> _Source extract_
>> START

First all the entries with ID below or equal to the given ID is
assigned to a List
Then get the leaf of the tree and add it to the list named result. This is the first element of our result set
We iterate through the retrieved entries descending order. Get the immediate parent of the leaf by equating parent's ID to leaf's department ID
If this immediate parent is not null and its not already in the list add it to the list.
Make the immediate parent item as the leaf and continue the loop so that we can get the parent of the immediate parent.
continue this until we reach the root of the tree.
If the immediate parent ID is=1 that means we have reached the root of the tree and we can break the loop.
Since you generated the edmx, you have the code generated for your DbContext and for your Model Classes including Departments like on this screenshot.
You shouldn't modify them because they might (will) get overwritten by EF tools anyway on any model manipulation. Fortunately both classes are generated as partial so the creators thought about people wanting to customize it safely.
Example below is made for simplicity of implementation not for top performance. I assumed that the table containing Departments is not enormously big and the levels of nesting in hierarchy are not enormously deep.
Create a new Class (*.cs file) in your project and extend your auto-generated Departments class by your custom method or property:
using System;
using System.Collections.Generic;
using System.Linq;
namespace CustomEF.EFStuff
{
public partial class Departments
{
public List<Departments> Hierarchy {
get {
List<Departments> retVal = new List<Departments>();
retVal.Add(this);
using (YourAutoGeneratedContext ctx = new YourAutoGeneratedContext())
{
Departments tmp = this;
while(tmp.DepartmentID != null)
{
tmp = ctx.Departments.First(d => d.ID == tmp.DepartmentID);
retVal.Add(tmp);
}
}
return retVal;
}
private set { }
}
}
}
When you extend the partial class, make sure that you put it in the same namespace. In my case I named my project CustomEF and I've placed the edmx file in the EFStuff subfolder so the generator placed the auto generated class in the CustomEF.EFStuff namespace.
The example above will allow you to get the hierarchy for any Departments object e.g.
int level = 0;
foreach(Departments d in someDepartmentObject.Hierarchy)
{
Console.WriteLine(d.ID.ToString() + ", " + d.DepartmentID.ToString() + ", " + d.Name +", " +(level++).ToString());
}
If you also need to get the hierarchy from some code where you have an ID but not the object, you can additionally create another class (*.cs file) where you'll extend the auto-generated context.
using System.Collections.Generic;
using System.Linq;
namespace CustomEF.EFStuff
{
public partial class YourAutoGeneratedContext
{
public List<Departments> GetDepartmentHierarchy(int departmentId)
{
Departments mydep = this.Departments.FirstOrDefault(d => d.ID == departmentId);
if (mydep == null)
{
throw new System.Data.Entity.Core.ObjectNotFoundException("There is no department with ID = " + departmentId.ToString());
}
return mydep.Hierarchy;
}
}
}
Or in this case you might want to move the implementation to the Context class entirely, without extending the Departments class at all (and you wouldn't have to create an additional instance of your context, you'll have the this to use).

>> END

> _Dataset content_

>> START

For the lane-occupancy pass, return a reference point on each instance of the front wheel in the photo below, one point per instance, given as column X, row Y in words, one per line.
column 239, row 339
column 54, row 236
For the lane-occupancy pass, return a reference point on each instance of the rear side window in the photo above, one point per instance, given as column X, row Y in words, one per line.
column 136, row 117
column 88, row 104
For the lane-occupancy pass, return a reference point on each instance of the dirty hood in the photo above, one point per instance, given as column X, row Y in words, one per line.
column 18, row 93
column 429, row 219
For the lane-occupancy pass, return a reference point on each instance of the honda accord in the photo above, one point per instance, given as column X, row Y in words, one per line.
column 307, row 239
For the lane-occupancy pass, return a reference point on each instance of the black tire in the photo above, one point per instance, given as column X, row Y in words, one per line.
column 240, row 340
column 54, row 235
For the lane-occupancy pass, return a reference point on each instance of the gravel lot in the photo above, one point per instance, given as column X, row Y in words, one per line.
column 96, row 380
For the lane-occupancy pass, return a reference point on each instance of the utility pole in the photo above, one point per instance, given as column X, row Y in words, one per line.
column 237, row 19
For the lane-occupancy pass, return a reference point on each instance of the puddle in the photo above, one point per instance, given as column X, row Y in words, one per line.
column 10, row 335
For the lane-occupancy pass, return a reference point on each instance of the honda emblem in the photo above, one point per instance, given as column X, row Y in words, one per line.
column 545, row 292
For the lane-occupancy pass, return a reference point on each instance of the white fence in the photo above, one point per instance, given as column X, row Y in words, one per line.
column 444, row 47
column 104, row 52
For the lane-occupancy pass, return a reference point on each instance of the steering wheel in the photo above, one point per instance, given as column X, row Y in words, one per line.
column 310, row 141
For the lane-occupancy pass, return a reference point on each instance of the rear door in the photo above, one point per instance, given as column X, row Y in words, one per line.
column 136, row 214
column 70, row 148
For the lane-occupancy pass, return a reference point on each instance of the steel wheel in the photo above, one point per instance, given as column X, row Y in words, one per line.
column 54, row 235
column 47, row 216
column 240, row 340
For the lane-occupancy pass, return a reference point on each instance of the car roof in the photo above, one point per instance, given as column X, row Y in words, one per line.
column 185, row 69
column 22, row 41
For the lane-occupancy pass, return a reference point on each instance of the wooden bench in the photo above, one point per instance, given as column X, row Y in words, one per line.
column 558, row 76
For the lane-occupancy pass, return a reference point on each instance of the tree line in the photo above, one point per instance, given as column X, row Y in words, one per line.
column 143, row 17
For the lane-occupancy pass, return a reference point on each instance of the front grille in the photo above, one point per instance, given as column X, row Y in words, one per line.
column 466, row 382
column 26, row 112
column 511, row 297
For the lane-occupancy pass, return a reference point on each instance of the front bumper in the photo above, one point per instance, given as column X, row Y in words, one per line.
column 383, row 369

>> END
>> START

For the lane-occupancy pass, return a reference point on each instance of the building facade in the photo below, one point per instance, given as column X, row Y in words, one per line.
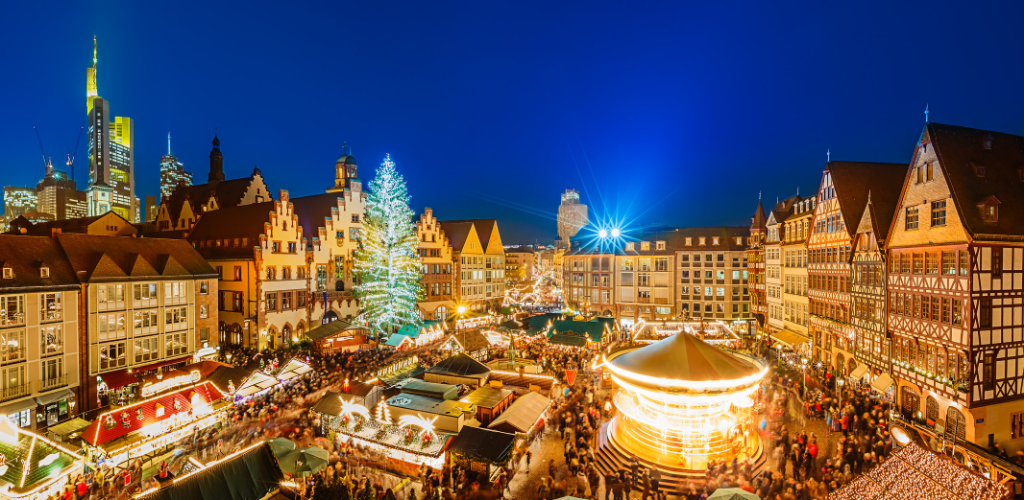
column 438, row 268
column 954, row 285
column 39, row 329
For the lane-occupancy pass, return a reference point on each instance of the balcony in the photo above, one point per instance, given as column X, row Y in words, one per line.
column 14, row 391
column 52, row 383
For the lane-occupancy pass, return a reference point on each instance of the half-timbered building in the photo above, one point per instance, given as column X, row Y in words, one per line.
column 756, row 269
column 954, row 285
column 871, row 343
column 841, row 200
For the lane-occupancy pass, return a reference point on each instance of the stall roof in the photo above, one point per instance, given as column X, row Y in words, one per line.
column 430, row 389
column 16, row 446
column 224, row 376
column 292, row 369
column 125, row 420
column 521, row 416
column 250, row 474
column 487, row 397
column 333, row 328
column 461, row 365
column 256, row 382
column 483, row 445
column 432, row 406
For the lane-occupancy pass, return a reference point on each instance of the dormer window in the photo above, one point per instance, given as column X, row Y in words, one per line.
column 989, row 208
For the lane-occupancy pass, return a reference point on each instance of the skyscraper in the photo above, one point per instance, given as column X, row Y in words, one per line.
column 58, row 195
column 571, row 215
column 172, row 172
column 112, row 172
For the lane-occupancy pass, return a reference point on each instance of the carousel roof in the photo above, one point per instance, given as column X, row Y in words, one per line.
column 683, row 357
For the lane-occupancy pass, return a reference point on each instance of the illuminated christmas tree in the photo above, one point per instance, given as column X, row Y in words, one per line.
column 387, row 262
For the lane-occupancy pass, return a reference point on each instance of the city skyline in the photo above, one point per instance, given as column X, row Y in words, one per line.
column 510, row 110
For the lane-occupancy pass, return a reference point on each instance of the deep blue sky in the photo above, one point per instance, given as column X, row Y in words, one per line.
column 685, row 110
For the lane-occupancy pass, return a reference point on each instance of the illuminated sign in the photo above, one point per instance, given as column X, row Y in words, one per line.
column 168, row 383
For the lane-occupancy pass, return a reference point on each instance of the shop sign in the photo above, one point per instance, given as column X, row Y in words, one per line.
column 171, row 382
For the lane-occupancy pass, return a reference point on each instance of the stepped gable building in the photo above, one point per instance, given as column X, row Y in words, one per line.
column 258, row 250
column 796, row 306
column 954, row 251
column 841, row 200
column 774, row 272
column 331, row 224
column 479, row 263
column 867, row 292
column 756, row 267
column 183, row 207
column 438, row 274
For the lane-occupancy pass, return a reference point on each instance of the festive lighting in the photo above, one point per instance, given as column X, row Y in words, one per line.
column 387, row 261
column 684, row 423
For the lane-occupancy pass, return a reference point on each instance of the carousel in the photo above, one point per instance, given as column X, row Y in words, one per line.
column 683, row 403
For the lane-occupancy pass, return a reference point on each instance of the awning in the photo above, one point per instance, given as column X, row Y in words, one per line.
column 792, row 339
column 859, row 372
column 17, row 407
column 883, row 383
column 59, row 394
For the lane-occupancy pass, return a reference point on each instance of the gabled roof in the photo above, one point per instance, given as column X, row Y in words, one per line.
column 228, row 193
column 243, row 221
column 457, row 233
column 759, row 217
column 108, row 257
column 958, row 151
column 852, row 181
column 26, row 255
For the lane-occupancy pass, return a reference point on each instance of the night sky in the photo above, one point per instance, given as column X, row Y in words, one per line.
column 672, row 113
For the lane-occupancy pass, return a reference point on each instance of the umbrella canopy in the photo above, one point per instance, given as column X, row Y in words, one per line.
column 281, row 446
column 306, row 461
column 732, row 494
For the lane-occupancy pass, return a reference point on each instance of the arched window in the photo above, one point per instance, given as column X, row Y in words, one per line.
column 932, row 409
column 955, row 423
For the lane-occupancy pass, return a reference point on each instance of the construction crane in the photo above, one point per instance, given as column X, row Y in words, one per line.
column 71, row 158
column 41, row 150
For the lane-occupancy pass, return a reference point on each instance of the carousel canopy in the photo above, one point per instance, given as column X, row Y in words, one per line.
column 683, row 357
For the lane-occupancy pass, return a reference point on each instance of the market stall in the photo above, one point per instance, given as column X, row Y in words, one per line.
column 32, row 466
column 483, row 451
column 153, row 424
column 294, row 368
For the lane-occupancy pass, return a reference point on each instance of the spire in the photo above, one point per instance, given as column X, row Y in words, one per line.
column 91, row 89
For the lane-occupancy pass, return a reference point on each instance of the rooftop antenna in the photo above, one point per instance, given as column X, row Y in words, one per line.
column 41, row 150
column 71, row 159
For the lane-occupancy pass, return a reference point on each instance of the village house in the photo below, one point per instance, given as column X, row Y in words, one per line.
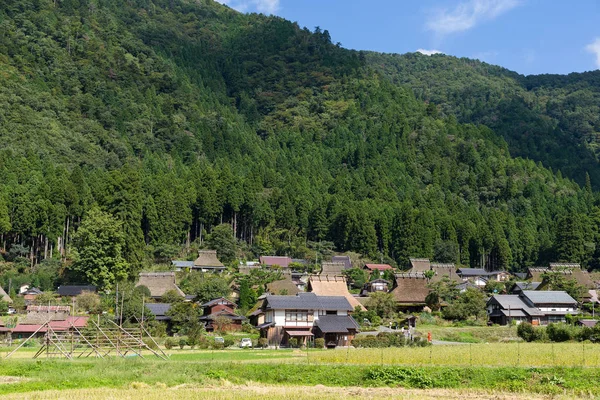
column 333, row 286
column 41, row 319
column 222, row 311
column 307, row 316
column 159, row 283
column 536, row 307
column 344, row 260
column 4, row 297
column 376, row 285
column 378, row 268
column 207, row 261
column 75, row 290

>> END

Can you retype the part of the department hierarchy text that opens with the words "int level = 0;" and closes with "the auto-generated context."?

int level = 0;
foreach(Departments d in someDepartmentObject.Hierarchy)
{
Console.WriteLine(d.ID.ToString() + ", " + d.DepartmentID.ToString() + ", " + d.Name +", " +(level++).ToString());
}
If you also need to get the hierarchy from some code where you have an ID but not the object, you can additionally create another class (*.cs file) where you'll extend the auto-generated context.